- _Work instruction_:
Translate this sentence from the article about the pig-organ training workshop into Spanish: "Within minutes, fingers were probing their way through the hearts in search of chordae tendineae, tendons that connect heart muscles to that organ’s valves."

- _Exercise text_:

Workshop, funded by a grant to expand pediatric medical education, used pig lungs, hearts, and tracheas for hands-on training

By Frank Gluck
News-Press

BONITA SPRINGS, Fla. — A dozen sets of pig lungs, hearts and windpipes sat in bloody piles on the tables before the group of nurses, paramedics and other medical workers.

Three “oinks” coming from the loudspeaker injected a bit of levity into the gory scene and called everyone to attention as Lisa DeBoer resumed her presentation on porcine, and by extension, human anatomy.

Within minutes, fingers were probing their way through the hearts in search of chordae tendineae, tendons that connect heart muscles to that organ’s valves. DeBoer, a former medic, put it in terms everyone could understand.

“If you’ve ever heard that old saying, ‘Don’t pull on my heart strings,” well there really are strings in there,” she told the group. “So let’s all see if we can find those.”

About two dozen hospital workers and first responders attended this training session Thursday at Bonita First Station No. 4 in Bonita Springs as part of a grant to expand pediatric medical education.

- _Dataset entries_:
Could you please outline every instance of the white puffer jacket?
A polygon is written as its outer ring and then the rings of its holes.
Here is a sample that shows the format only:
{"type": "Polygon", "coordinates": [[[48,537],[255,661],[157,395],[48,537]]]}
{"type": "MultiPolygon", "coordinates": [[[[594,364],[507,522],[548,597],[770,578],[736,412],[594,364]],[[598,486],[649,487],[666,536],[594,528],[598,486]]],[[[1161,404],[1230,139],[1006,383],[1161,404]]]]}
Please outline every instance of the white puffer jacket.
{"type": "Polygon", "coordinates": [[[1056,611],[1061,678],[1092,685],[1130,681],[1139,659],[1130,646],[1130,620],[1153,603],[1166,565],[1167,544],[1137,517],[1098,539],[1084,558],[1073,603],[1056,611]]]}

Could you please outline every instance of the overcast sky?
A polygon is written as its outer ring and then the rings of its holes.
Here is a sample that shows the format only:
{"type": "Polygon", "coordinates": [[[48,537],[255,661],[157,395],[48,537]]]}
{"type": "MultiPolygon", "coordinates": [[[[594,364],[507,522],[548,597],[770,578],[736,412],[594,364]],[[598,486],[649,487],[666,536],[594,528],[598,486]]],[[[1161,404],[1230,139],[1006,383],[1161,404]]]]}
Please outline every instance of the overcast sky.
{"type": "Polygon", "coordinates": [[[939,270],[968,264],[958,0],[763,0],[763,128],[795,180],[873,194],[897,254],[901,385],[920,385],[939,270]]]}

- _Your response_:
En cuestión de minutos, los dedos ya recorrían los corazones en busca de las cuerdas tendinosas, tendones que conectan los músculos del corazón con las válvulas de ese órgano.